## What is expected
Write out the entries again exactly as they are given.

## Supplied material
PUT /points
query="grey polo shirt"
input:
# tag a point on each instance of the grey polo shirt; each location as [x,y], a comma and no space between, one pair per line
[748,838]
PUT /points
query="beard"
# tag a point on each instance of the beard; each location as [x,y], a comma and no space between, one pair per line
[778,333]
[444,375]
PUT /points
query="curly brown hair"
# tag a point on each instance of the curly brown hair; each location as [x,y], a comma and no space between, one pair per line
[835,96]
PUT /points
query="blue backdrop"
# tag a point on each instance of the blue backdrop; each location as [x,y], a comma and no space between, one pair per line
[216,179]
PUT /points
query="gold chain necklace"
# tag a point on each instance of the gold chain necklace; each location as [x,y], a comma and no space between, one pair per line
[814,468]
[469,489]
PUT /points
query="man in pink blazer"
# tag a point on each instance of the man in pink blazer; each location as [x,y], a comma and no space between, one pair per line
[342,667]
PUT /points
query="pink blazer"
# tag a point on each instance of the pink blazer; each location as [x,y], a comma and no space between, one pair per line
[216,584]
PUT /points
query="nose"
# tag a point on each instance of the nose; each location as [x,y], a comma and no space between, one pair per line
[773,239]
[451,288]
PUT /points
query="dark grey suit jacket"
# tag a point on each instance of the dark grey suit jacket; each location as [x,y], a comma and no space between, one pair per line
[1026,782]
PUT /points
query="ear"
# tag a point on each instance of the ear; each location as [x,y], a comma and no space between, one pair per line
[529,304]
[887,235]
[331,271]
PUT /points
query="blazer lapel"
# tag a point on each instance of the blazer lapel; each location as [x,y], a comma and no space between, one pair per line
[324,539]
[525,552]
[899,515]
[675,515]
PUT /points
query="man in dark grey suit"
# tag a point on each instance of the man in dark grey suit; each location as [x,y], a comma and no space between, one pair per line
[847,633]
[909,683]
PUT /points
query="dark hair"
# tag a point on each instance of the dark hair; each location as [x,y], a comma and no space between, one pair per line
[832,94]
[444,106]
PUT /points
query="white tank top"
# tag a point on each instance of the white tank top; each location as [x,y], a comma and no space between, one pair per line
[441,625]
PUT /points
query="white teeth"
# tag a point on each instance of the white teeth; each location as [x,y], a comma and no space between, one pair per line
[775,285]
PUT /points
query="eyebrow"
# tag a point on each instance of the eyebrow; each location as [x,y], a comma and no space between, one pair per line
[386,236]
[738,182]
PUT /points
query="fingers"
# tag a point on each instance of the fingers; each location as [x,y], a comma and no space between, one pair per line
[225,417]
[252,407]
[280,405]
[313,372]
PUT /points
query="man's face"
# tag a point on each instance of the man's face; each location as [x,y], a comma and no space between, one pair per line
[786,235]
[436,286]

## Task output
PUT /points
query="grey polo shirt"
input:
# tag a point on each instance of the grey polo shirt; each location as [x,y], a comma and no space between, one pair per line
[748,838]
PUT /points
query="beard"
# tag a point on each instance of the beard; each location as [x,y], a comma and no space between, one pair per line
[778,333]
[444,375]
PUT /points
query="curly brown hair"
# tag a point on each instance of the curly brown hair; each location as [x,y], a comma and no space between, one pair per line
[835,96]
PUT /points
query="blue backdrop"
# tag a point on each instance of the blue backdrop; each location as [x,y], a comma and no space between, one pair per line
[216,179]
PUT /points
query="gold chain necklace"
# tag a point on each instance of the gold chain necklace; each location as [x,y], a comma and no space between, one pair per line
[814,468]
[469,489]
PUT /points
query="man in pink blazer"
# tag a point on each instance of the man in pink blazer; each location as [x,y], a comma and no space between, one pair per line
[342,667]
PUT /points
query="pink blazer"
# tag a point on each instance of the pink blazer; each location as [x,y], a comma and no space between, one pair per line
[216,584]
PUT /points
query="nose"
# tag a point on each instance of the nose; each location as [x,y], a comma and no space between, one pair per line
[773,239]
[451,288]
PUT /points
query="dark grey suit jacket"
# tag a point on each instance of the dark grey suit jacket; each location as [x,y], a comma and no space between, one pair per line
[1026,782]
PUT /points
query="ear"
# tag a point on each instance of the ear; each location as [x,y], a comma and no space between, one pair per line
[529,304]
[887,235]
[331,271]
PUT /points
query="blazer lapel"
# tag a point on each instance of the blazer lapel; each location as [x,y], a comma and no space between, one pair per line
[324,539]
[525,552]
[899,515]
[675,515]
PUT /points
query="man in dark grey suit"
# tag a point on each instance of the man in dark grey suit; each location as [x,y], a comma and no space between, one pair per line
[847,633]
[909,683]
PUT /points
query="dark hair"
# tag a point on each instance of the dark hair; each location as [x,y], a comma and no space between, one pair per line
[832,94]
[444,106]
PUT /points
query="white tank top"
# tag a point on each instance of the white tank top; each location as [x,y], a comma and no space between, one pair per line
[441,625]
PUT /points
query="white teeth"
# tag a point on each instance of the white teeth; each location as [x,y], a comma and no space between, one pair per line
[775,285]
PUT /points
query="eyebrow"
# tag a point on each instance of the eyebrow; each location as [x,y], a comma and no space between, one pair per line
[386,236]
[738,182]
PUT /points
query="fingers"
# tag a point on each instance of the fingers; each location as [x,y], a comma and no space between, one pair per line
[225,417]
[252,407]
[280,405]
[313,372]
PUT /points
query="man's face"
# tag a point on each instance of the man's face; each location as [x,y], a comma and no space between, one pair per line
[786,235]
[436,286]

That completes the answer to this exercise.